The most detested weed is the bindweed (Convulvulus spp.). It is impossible to exterminate it. Its roots reach down to hell. It always grows anew, encircles all vegetables and presses them down to the earth. But, it is just the bindweed which serves as a wonderful febrifuge. Also, it calms all internal inflammations (for instance, enteritis).

In spring, many fields are literally covered with chickweed (Stellaria media) or starweed. In May, and sometimes already in April, these fields are covered with tiny white stellate blossoms. This herb prevents the moisture in the fields from evaporating. Crushed and applied to wounds, it soothes burning; prepared and taken as tea, it cures fevers.

Other fields are covered in field mint (Mentha arvensis), which has a strong and aromatic fragrance. This herb is of inestimable value for man and beast. It dissolves all internal tumors, persistent phlegm, etc….

The cat's tail-of the horsetail family (Equisetum spp.)-proliferates in many fields and is difficult to exterminate. How it has been cursed by enraged weeders who confounded it to hell. But numerous are those who have cursed it that have long since been laid to rest in the churchyard. Had they collected, dried, and used the cat's tail in time, they might still be alive and become as old as the ravens of Baschaer, who never make a will before having lived to see 90 springs and winters come and go. Father Kneipp named this weed 'pewter herb' and prescribed it externally….Taken internally, cat's tail will cure in a short time-even almost instantly-the most violent hemorrhages and vomiting of blood.

Mistletoe (Viscum album) is an importunate parasite weed which is legally pursued, officially eliminated, prosecuted by the government, and the county police. In spite of all this, it is still flourishing in all the 22 Swiss cantons. Father Kneipp said that he could not recommend this herb warmly enough to all women because a single cup of mistletoe tea stops hemorrhages and takes care of all disturbances of the circulation of the blood.

Thus God, in his love and providence for mankind, has put at our disposal the most wonderful and disdained weeds in our paths, in our hands, and under our feet.

Nothing in nature is left to chance
Everything comes from the Divine.
Never find fault in things
You do not really understand.
The enemy you wish to destroy
Often proves to be your truest friend.

Among Künzle's favored weeds was meadowsweet. Of it, he noted:

It is found in greatest abundance in all marshes, ditches, and stagnant water. This disdained parasite weed is a wonderful divine gift because its blossoms heal dropsy when they are prepared with wine and thus drunk, cure diarrhea and paralysis in calves, and alleviate rheumatic afflictions of all sorts.

Other favored herbs include wormwood (Artemisia absinthium), stinging nettles (Urtica dioica), male fern (Dropteris filix, to be used externally only), lady's mantle (Alchemilla vulgaris), St. John's wort (Hypericum perforatum), masterwort (Imperatoria osthruthium), Benedict's herb (Geum urbanum), crane's bill (Geranium robertianum), and plantain (Plantago spp.). These herbs were each explained in his small book as useful for a variety of ailments. For wormwood, he relayed four cases of remarkable effects: treating a little girl with pneumonia and also a 30-year-old man with that disease; a boy with liver disease that was expected to kill him; and a woman who suffered blood loss, weakness, loss of appetite, vomiting, and other serious conditions. All of these were said to be cured by the herbal remedies administered, with wormwood as the key ingredient.

He had learned that some people were already worrying that the herbs would be endangered by over collection, but he noted: "They forget that cattle graze the Alps year after year and still the herbs are not exterminated, but grow denser all the time. This fact is also proved by persistent roots like masterwort and St. Benedict's herb. As it is very rarely possible to take out the whole root, the remaining shoots will survive and the plant will break into leaf again and again." Indeed, herbalism has flourished in central Europe during these past decades.

§ Data excerpts:
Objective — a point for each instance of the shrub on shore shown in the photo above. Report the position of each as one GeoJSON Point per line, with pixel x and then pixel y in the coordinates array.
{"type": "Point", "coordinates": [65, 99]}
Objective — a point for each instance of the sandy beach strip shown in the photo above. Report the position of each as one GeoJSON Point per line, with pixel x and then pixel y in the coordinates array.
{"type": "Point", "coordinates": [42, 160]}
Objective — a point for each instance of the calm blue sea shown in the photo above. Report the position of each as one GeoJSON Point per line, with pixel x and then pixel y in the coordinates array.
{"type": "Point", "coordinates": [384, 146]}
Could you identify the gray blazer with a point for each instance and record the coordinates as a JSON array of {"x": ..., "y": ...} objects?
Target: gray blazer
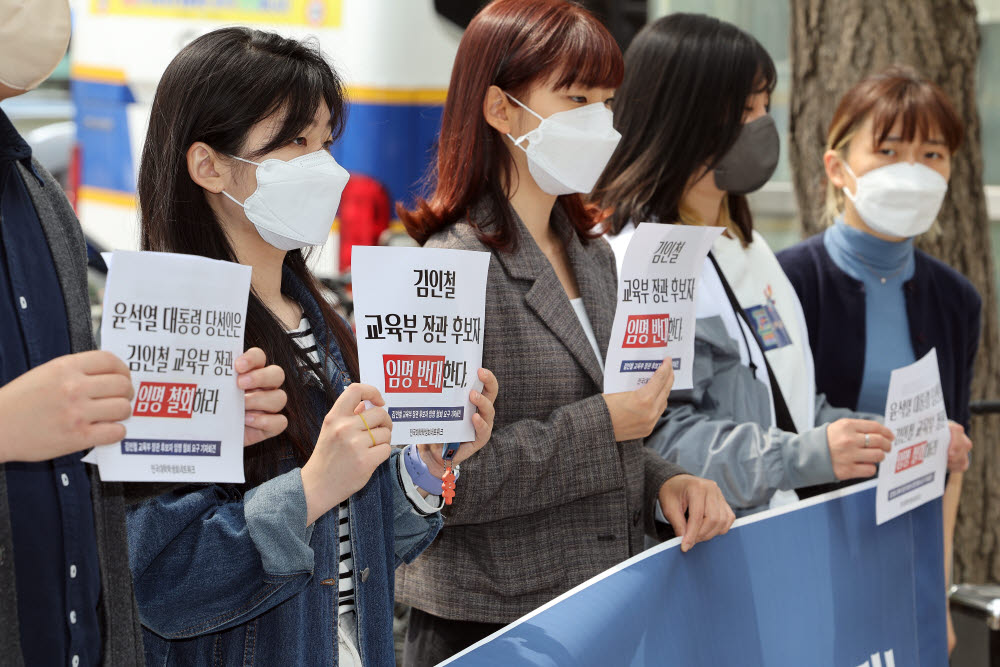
[
  {"x": 552, "y": 500},
  {"x": 122, "y": 634}
]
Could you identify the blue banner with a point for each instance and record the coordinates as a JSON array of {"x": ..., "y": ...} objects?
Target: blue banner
[{"x": 817, "y": 584}]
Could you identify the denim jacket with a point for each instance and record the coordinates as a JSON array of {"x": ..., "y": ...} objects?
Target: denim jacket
[{"x": 230, "y": 578}]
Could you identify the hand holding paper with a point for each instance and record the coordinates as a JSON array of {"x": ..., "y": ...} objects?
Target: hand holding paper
[
  {"x": 913, "y": 472},
  {"x": 634, "y": 413},
  {"x": 353, "y": 442},
  {"x": 857, "y": 446},
  {"x": 67, "y": 405},
  {"x": 958, "y": 448},
  {"x": 263, "y": 397}
]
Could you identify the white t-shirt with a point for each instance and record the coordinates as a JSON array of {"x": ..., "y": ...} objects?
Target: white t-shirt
[{"x": 770, "y": 302}]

§ Task 1:
According to the passage on medicinal weeds, in how many Swiss cantons does mistletoe still flourish?
§ Task 2:
List every weed that the passage on medicinal weeds discusses in the paragraphs before the short verse.
§ Task 3:
In the passage on medicinal weeds, why did Künzle think the herbs would not be endangered by over-collection?

§ Reply 1:
It still flourishes in all 22 Swiss cantons.

§ Reply 2:
Bindweed, chickweed (starweed), field mint, cat's tail (horsetail family), mistletoe

§ Reply 3:
He noted that cattle graze the Alps year after year, yet the herbs are not exterminated and grow denser all the time. With persistent roots like masterwort and St. Benedict's herb, the whole root can very rarely be taken out, so the remaining shoots survive and the plant leafs out again and again.